Task.
Render every line of the entries below as a numbered list, skipping blank lines and leaving out the pictures.

Data extract.
_____
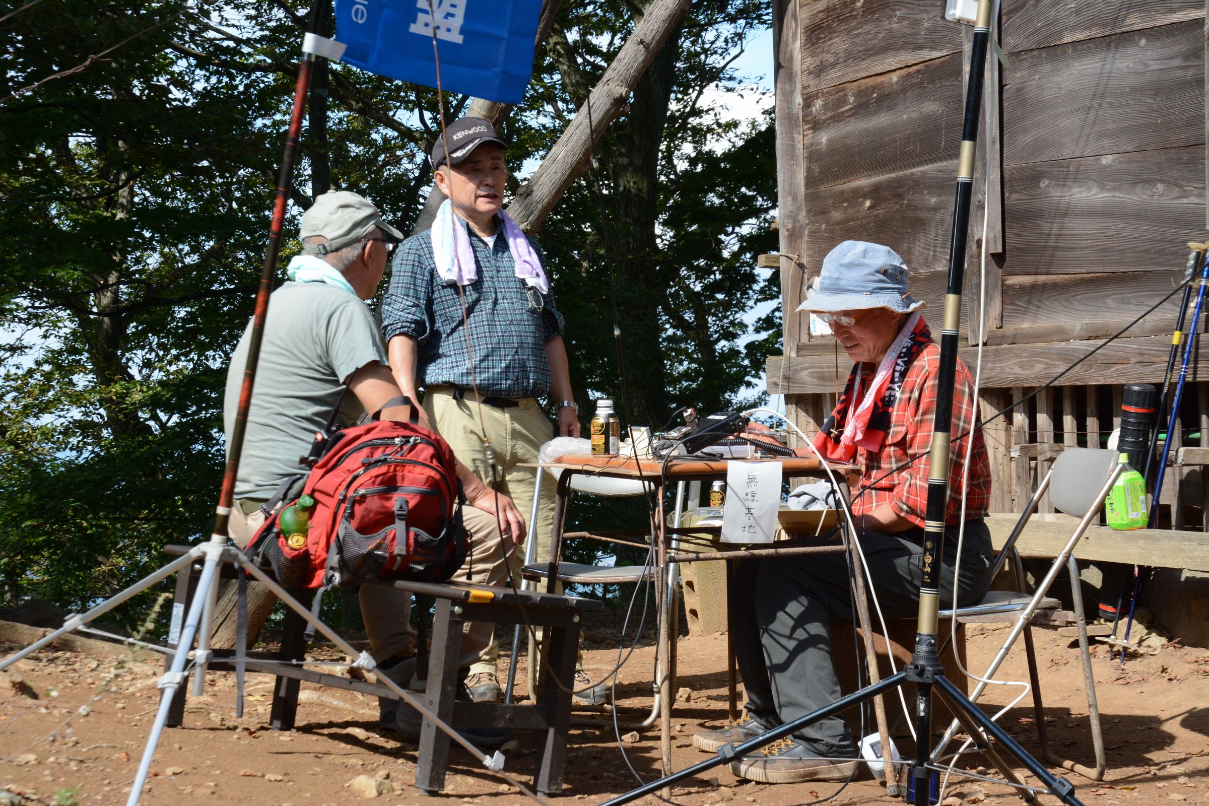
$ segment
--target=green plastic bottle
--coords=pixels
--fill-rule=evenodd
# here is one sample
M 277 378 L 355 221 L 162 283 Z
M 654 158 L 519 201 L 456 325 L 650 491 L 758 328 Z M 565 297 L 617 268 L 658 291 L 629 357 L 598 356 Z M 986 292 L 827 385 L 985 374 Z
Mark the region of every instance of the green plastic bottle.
_____
Solution.
1. $ segment
2. --target=green plastic bottle
3. --coords=pixels
4. --fill-rule=evenodd
5. # here is one sample
6. M 277 378 L 355 221 L 162 283 Z
7. M 654 158 L 519 201 L 456 325 L 650 491 L 758 328 Z M 565 297 L 617 268 L 658 291 L 629 357 L 598 356 Z M 986 292 L 827 385 L 985 374 Z
8. Mark the region of every instance of the green plastic bottle.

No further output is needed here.